(Dataset records)
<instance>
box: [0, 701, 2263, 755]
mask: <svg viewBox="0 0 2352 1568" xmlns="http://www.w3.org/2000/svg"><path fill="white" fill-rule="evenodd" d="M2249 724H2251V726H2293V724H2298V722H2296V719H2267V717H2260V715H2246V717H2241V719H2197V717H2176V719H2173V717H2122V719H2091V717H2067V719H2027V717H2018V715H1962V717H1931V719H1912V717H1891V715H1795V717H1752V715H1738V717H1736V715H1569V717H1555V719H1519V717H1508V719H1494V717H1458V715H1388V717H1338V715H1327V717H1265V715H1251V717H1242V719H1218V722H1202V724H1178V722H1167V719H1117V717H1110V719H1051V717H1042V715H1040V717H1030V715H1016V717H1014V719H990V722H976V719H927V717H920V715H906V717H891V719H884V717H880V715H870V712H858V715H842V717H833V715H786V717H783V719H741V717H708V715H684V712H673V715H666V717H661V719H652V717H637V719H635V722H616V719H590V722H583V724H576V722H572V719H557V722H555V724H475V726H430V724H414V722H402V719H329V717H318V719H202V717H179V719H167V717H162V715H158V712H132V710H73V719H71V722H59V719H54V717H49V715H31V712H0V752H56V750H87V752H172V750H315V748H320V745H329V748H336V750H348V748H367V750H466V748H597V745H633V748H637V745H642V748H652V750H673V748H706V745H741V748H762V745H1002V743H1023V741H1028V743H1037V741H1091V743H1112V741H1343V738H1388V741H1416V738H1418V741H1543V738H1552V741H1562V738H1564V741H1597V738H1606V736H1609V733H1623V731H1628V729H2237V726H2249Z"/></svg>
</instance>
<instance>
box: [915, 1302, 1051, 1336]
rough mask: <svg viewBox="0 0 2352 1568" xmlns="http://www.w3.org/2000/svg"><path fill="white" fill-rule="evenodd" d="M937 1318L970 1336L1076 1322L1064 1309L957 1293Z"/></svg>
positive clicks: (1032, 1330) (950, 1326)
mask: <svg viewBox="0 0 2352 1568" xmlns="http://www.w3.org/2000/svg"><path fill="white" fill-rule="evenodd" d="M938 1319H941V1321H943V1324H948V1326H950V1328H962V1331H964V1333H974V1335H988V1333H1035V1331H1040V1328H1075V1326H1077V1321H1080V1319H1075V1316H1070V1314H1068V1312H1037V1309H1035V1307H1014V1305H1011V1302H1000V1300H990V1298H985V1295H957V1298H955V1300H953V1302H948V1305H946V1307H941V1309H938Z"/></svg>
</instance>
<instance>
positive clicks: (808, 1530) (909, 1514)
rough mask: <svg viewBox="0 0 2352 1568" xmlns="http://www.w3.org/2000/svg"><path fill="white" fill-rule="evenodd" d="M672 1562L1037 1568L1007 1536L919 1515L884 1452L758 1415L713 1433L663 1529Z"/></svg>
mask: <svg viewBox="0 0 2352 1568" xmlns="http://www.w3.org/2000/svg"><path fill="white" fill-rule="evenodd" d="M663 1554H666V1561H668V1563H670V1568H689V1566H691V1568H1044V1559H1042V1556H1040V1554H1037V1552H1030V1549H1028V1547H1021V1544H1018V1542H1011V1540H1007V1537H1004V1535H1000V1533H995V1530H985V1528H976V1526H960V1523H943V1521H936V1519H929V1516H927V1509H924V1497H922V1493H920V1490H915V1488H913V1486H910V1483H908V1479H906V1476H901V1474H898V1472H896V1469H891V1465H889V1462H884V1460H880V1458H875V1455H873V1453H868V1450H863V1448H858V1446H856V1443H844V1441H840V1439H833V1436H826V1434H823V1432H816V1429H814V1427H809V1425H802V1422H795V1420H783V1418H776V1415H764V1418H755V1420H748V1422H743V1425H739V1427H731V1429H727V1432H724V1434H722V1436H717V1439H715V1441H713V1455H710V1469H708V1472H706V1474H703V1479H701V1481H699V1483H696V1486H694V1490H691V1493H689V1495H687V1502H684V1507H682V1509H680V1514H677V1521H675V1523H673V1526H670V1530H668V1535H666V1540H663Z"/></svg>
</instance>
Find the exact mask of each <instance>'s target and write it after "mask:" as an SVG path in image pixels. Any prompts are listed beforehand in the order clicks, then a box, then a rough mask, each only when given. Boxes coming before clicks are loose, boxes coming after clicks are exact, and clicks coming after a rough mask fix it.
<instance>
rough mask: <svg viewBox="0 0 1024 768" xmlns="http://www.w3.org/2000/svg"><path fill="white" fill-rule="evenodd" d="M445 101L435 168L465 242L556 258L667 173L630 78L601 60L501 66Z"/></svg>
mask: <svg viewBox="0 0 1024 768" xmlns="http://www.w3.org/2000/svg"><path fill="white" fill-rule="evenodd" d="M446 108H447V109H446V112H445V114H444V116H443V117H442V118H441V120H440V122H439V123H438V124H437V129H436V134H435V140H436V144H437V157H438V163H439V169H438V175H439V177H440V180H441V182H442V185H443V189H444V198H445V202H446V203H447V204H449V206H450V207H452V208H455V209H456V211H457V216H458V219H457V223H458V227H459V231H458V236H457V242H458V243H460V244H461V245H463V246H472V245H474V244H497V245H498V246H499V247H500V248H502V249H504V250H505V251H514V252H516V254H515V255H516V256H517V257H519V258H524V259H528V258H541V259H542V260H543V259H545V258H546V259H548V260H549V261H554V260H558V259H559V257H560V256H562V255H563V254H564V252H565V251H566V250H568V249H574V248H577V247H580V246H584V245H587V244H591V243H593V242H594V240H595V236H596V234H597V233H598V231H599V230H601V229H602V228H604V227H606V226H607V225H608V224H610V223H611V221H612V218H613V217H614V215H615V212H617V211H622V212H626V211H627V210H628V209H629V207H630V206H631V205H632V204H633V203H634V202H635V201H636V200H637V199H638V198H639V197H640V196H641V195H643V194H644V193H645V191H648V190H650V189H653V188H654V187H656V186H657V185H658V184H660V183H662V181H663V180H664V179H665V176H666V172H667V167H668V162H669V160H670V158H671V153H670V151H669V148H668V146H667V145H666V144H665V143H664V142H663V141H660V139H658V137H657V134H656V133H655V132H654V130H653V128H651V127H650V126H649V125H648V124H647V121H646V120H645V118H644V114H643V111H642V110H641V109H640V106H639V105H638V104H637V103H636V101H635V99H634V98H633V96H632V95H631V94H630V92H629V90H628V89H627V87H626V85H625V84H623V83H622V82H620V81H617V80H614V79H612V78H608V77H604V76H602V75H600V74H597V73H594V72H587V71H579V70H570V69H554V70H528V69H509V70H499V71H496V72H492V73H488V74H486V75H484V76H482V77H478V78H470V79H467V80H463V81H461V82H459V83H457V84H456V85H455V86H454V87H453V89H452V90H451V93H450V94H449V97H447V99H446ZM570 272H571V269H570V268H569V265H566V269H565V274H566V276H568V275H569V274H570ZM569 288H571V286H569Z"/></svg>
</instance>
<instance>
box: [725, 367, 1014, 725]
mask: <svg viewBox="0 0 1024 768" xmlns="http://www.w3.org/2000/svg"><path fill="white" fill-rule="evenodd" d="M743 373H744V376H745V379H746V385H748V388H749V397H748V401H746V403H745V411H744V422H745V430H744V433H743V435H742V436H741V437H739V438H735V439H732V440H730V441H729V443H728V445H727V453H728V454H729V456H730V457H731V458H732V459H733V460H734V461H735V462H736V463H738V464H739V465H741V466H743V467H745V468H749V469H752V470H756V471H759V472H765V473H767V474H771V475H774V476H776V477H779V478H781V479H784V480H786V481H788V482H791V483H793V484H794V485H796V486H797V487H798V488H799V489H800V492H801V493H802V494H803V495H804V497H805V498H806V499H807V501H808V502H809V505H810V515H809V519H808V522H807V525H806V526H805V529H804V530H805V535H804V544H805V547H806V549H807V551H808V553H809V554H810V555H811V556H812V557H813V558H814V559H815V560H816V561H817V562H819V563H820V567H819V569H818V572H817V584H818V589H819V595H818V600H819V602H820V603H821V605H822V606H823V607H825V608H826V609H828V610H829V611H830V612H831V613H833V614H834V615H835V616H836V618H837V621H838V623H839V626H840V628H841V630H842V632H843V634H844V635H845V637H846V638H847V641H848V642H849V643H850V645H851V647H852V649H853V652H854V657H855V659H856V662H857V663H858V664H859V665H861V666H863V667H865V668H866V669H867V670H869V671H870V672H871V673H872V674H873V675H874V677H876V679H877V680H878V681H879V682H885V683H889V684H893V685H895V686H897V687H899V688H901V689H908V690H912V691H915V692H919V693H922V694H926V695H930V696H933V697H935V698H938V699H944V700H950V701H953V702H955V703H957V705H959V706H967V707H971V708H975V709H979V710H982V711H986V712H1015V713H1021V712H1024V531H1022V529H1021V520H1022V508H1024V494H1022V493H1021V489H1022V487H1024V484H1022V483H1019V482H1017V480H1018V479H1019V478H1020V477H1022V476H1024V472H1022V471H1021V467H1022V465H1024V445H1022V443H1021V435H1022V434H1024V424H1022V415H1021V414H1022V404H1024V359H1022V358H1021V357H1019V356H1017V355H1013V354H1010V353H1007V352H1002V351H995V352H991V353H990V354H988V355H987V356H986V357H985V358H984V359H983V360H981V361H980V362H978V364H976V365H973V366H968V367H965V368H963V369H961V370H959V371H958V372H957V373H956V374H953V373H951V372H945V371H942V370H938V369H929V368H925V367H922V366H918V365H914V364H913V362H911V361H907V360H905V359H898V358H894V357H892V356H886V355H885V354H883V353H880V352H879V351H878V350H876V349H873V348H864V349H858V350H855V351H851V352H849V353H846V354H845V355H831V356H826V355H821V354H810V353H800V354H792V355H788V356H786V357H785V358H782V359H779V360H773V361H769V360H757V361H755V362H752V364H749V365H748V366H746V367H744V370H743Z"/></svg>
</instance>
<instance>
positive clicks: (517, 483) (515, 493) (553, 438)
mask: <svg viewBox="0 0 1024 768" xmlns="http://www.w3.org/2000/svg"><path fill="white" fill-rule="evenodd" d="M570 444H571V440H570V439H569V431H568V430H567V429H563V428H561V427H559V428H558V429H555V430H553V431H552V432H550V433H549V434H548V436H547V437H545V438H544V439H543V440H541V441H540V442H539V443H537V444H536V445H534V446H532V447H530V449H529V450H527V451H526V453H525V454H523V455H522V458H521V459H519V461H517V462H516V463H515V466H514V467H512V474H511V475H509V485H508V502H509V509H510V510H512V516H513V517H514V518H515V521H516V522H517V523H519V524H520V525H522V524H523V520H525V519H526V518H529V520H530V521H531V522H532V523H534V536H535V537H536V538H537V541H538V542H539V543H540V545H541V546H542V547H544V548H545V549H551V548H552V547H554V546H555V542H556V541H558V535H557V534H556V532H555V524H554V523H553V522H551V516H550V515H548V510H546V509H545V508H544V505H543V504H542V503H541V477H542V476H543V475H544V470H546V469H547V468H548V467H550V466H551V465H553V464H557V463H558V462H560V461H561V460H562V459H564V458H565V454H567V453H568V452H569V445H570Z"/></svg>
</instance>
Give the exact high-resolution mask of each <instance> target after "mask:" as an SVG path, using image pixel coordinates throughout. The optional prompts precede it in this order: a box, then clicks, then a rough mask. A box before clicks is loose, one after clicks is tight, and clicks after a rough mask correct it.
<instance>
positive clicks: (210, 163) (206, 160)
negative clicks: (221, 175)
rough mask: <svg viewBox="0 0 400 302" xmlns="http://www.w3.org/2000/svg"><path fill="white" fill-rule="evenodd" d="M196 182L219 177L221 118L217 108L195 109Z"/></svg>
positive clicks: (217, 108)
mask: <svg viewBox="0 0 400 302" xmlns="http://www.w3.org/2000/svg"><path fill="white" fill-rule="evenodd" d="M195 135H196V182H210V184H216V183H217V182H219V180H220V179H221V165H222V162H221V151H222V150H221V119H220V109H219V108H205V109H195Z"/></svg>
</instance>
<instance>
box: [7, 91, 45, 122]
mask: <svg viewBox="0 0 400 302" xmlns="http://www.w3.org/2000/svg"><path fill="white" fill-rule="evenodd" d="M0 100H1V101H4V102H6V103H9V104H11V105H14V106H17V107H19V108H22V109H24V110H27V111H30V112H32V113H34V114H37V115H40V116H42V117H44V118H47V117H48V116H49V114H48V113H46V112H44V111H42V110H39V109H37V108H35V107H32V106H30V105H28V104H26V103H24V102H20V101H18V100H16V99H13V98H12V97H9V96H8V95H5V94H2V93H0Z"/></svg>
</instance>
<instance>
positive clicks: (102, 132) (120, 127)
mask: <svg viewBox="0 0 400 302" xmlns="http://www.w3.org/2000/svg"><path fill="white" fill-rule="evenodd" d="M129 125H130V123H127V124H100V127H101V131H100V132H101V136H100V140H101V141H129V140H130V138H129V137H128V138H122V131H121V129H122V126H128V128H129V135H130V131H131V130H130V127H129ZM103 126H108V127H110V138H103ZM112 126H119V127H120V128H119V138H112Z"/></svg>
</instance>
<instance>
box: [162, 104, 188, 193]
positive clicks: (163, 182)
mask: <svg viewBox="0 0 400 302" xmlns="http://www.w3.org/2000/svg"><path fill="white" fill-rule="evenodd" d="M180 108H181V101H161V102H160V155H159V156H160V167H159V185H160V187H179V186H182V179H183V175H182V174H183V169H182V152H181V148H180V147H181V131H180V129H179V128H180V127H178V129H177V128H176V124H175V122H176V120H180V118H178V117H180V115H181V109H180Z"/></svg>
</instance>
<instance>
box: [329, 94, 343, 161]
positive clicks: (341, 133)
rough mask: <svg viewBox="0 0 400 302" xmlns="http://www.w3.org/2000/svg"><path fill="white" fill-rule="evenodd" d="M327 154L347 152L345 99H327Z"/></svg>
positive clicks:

**Exercise:**
Copy every line of the data above that contains the string "order". Letter case counts.

**Exercise output:**
Find the exact mask of each <instance>'s target and write it after "mask:" as an SVG path in image pixels. Any prompts are listed beforehand in the order clicks, then a box, then a rough mask, each only when given. Boxes coming before clicks are loose, boxes coming after clicks are exact, and clicks coming after a rough mask fix it.
Give the exact high-resolution mask of each <instance> target after "mask:" as an SVG path, using image pixel coordinates throughout. The optional prompts precede it in this order: a box, then clicks, then a rough mask. A box before clicks is loose, one after clicks is tight, and clicks after a rough mask correct it.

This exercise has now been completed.